SHORT TASK: Rewrite the lines from the one containing "Scouting pass: put a marker on the black leather" to the one containing "[(620, 183), (771, 333), (510, 278)]" as a Markdown table with the columns Line and Text. Number each line and omit any blank lines.

==== GIVEN ENTRIES

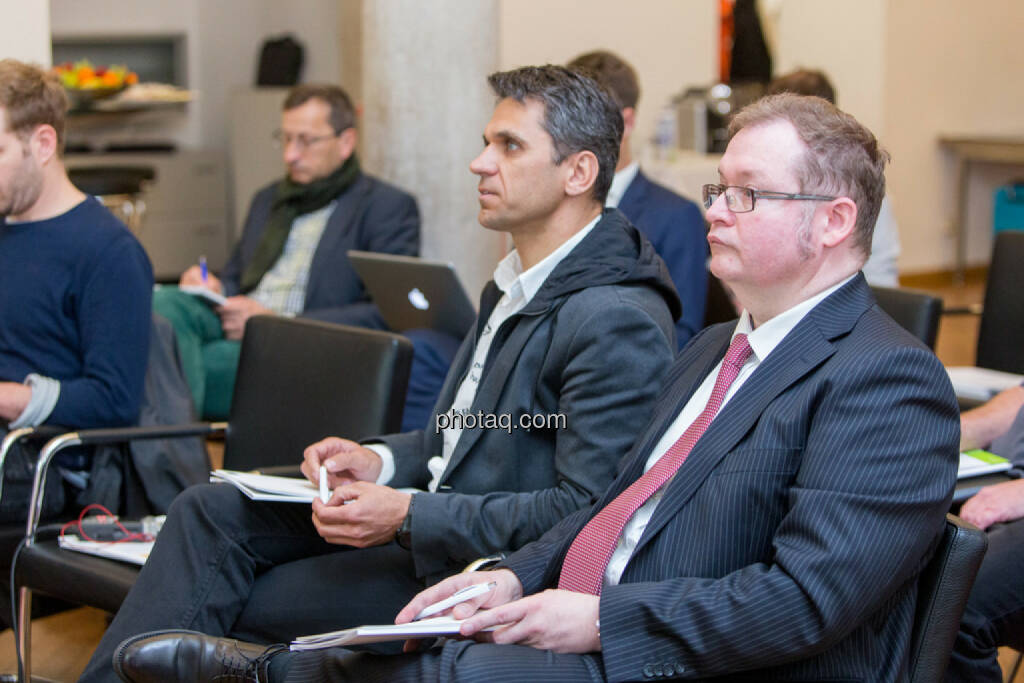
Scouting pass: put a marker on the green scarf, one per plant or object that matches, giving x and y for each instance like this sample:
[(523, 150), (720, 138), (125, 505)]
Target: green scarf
[(291, 201)]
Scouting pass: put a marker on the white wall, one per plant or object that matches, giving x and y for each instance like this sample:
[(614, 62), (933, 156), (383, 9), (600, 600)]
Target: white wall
[(222, 46), (952, 67), (671, 43), (846, 40), (25, 33)]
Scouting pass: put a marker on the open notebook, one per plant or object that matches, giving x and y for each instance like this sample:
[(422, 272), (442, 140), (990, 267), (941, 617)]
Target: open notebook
[(978, 462), (268, 487), (427, 628)]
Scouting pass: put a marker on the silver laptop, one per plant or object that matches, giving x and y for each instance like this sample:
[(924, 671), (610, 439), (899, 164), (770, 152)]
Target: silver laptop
[(414, 293)]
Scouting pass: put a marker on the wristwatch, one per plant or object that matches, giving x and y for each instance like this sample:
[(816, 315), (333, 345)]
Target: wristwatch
[(403, 537)]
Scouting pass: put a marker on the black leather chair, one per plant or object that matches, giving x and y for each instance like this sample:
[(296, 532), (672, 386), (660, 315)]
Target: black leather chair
[(918, 312), (1000, 335), (298, 381), (942, 592)]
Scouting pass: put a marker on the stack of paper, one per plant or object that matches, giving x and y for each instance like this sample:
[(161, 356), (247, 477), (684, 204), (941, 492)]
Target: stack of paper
[(978, 462), (135, 552), (427, 628), (981, 383), (268, 487)]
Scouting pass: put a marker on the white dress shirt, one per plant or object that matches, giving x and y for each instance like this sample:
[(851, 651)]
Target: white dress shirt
[(762, 341), (283, 288), (519, 287)]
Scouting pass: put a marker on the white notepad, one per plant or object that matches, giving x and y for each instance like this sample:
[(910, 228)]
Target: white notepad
[(268, 487), (976, 463), (981, 383), (427, 628)]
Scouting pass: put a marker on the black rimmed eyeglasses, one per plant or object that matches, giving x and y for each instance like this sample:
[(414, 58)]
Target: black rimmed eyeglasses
[(283, 139), (741, 200)]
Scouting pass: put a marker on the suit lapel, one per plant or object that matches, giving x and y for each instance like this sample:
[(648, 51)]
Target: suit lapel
[(696, 365), (806, 347), (346, 213)]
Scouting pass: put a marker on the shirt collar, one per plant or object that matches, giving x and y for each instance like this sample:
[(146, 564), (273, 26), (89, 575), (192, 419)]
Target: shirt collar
[(620, 183), (771, 333), (510, 278)]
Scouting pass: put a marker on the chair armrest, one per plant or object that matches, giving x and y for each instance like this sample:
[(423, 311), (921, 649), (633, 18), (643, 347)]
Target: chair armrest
[(970, 309), (94, 437)]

========

RESULT OF THIS EXERCISE:
| Line | Text |
|---|---|
| 1 | Scouting pass: put a marker on the black leather chair, one per plant or object that matches, giving x and y for each instance like this sample: |
| 2 | [(296, 532), (672, 386), (660, 315)] |
| 3 | Target: black leather chair |
| 4 | [(918, 312), (1000, 335), (298, 381), (942, 592)] |
| 5 | Scouting pass: put a marker on the stack of paper, one per plant or object that matches, giving x and y for each instance like this sample: |
| 6 | [(161, 356), (247, 477), (684, 204), (941, 492)] |
| 7 | Target: stack of paper |
| 8 | [(978, 462), (135, 552), (427, 628), (981, 383), (268, 487)] |
| 9 | Scouting pass: put a marker on the white dress shirt, one per plant or object that matches, giving x and y for each instance like this sample: |
| 10 | [(851, 651)] |
| 11 | Target: white dress shirt |
| 12 | [(762, 341), (283, 288), (519, 287)] |
| 13 | Scouting pass: put a marker on the white notepad, one per plant or object that matches, giving x and y for each instance like this sample: |
| 14 | [(910, 228)] |
| 15 | Target: white notepad |
| 16 | [(268, 487), (976, 463), (981, 383), (427, 628)] |
| 17 | Scouting pass: put a marker on the black rimmed eyeglasses, one per plant or object that matches, giving x and y for each instance like this sample: |
| 18 | [(414, 58)] |
| 19 | Target: black rimmed eyeglasses |
| 20 | [(283, 139), (741, 200)] |
| 21 | Scouting pass: put a marker on the suit lapel, one per plant or object that matches, giving x and y for each instance like this sample: |
| 22 | [(648, 51)] |
| 23 | Target: suit lapel |
| 24 | [(696, 365), (806, 347), (346, 213)] |
| 25 | Scouting pass: put a marker on the shirt collar, one per plant or object that matches, giving x and y for each instance like this sample: |
| 26 | [(146, 564), (273, 26), (89, 575), (192, 419)] |
| 27 | Target: shirt collar |
| 28 | [(620, 183), (771, 333), (510, 278)] |